§ **Problem statement**
Find every line of the records that has "balcony" and return it.

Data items
=======

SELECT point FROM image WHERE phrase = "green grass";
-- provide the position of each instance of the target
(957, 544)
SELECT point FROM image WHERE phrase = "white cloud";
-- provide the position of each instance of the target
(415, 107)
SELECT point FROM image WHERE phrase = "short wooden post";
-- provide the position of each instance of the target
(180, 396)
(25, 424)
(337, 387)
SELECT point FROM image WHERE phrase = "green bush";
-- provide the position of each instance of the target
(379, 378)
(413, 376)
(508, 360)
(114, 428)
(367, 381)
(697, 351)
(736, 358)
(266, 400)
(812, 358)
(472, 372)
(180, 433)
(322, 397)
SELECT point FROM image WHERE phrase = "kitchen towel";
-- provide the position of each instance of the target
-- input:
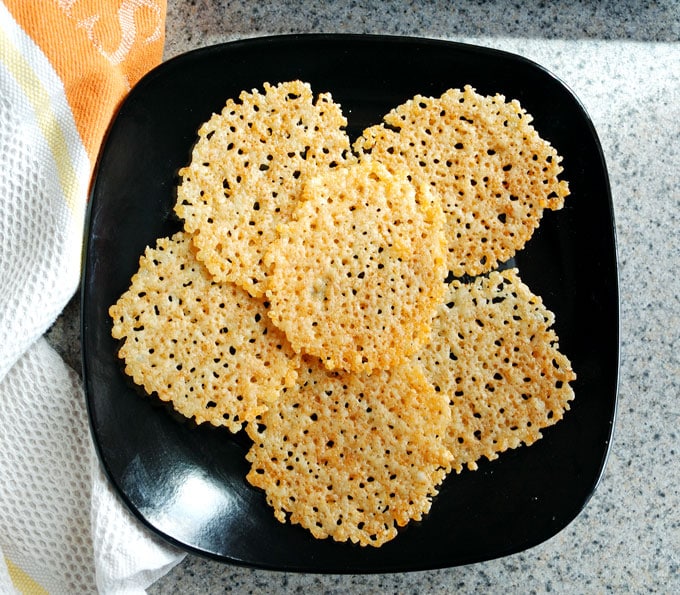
(65, 65)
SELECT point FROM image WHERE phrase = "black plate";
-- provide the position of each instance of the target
(188, 484)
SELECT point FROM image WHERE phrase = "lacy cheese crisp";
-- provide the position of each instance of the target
(207, 347)
(358, 272)
(246, 172)
(345, 307)
(483, 159)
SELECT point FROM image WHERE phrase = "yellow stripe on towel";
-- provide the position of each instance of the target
(23, 582)
(49, 124)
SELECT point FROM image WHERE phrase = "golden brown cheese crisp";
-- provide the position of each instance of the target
(483, 159)
(495, 356)
(207, 347)
(352, 457)
(358, 272)
(246, 172)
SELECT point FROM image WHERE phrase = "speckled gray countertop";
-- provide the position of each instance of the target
(622, 60)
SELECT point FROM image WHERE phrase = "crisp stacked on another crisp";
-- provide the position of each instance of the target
(350, 456)
(358, 272)
(483, 159)
(207, 347)
(246, 172)
(495, 356)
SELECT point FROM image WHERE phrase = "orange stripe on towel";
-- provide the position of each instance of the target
(99, 49)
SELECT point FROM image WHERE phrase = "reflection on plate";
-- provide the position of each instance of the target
(188, 483)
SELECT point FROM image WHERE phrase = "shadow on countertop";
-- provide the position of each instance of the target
(201, 22)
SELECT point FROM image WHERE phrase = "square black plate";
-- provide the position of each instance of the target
(188, 484)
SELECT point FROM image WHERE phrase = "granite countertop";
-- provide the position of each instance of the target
(623, 61)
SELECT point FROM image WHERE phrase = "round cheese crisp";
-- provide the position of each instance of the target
(483, 159)
(351, 457)
(246, 171)
(207, 347)
(495, 356)
(358, 272)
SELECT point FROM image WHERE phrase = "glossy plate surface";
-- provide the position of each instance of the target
(188, 484)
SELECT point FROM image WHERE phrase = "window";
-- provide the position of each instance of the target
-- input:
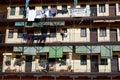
(63, 60)
(53, 6)
(12, 11)
(42, 57)
(83, 32)
(10, 34)
(21, 12)
(44, 31)
(102, 32)
(64, 32)
(119, 7)
(83, 6)
(20, 33)
(102, 8)
(53, 32)
(45, 7)
(64, 7)
(83, 59)
(32, 7)
(104, 62)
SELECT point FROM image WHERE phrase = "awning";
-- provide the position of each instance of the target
(38, 49)
(106, 51)
(41, 24)
(17, 49)
(55, 52)
(67, 49)
(82, 49)
(87, 49)
(42, 49)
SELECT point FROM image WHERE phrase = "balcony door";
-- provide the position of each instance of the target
(28, 65)
(114, 64)
(93, 35)
(112, 11)
(94, 63)
(113, 35)
(93, 9)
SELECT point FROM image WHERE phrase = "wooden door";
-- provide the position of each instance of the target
(93, 9)
(93, 35)
(94, 63)
(114, 64)
(28, 65)
(112, 11)
(113, 35)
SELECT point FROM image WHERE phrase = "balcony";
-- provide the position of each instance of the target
(3, 14)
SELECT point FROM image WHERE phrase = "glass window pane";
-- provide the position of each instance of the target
(83, 32)
(104, 62)
(83, 59)
(21, 12)
(102, 8)
(102, 32)
(20, 33)
(12, 11)
(53, 32)
(10, 34)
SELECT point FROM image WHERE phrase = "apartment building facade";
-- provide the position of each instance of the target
(84, 39)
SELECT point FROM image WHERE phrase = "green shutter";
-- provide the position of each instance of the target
(106, 51)
(55, 52)
(67, 49)
(17, 49)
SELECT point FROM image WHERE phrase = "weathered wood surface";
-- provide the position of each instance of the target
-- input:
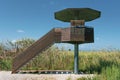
(42, 44)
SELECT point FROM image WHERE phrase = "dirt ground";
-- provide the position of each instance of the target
(6, 75)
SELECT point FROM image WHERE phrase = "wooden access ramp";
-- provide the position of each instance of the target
(53, 36)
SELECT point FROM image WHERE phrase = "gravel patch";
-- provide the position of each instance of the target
(6, 75)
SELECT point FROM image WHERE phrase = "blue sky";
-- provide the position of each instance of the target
(33, 18)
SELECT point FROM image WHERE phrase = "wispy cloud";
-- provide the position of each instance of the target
(20, 31)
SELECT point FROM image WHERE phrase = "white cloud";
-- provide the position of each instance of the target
(97, 38)
(20, 31)
(13, 41)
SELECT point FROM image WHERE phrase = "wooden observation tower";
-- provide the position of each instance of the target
(76, 34)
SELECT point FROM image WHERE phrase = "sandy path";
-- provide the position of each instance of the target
(6, 75)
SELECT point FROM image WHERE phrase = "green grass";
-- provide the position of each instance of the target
(104, 63)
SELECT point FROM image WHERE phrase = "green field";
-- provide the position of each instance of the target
(105, 64)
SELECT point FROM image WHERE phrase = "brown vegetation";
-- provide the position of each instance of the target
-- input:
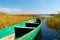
(54, 22)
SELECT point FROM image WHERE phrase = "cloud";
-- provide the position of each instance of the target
(11, 10)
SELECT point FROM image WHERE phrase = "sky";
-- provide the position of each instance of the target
(30, 6)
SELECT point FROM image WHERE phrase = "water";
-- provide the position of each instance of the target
(48, 34)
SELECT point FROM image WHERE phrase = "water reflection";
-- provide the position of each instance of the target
(48, 34)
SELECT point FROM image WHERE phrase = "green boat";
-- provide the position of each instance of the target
(27, 30)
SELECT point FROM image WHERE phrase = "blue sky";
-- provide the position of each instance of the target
(30, 6)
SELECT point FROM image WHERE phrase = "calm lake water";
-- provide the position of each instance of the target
(47, 33)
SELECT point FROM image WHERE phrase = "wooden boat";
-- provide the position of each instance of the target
(27, 30)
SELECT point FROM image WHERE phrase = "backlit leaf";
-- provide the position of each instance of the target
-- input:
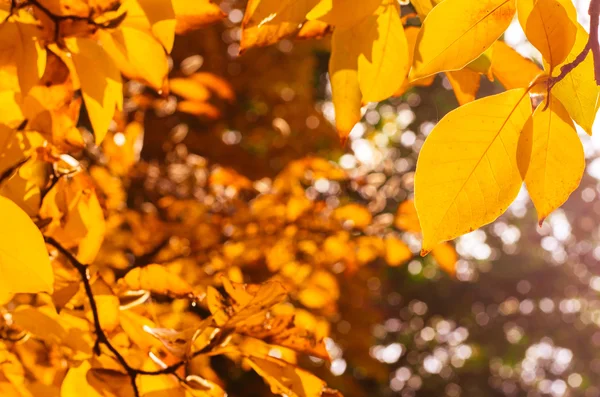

=======

§ **Written answer**
SELECT point FROM image WHERE phrase = "balcony door";
SELECT point FROM image WHERE phrase = "balcony";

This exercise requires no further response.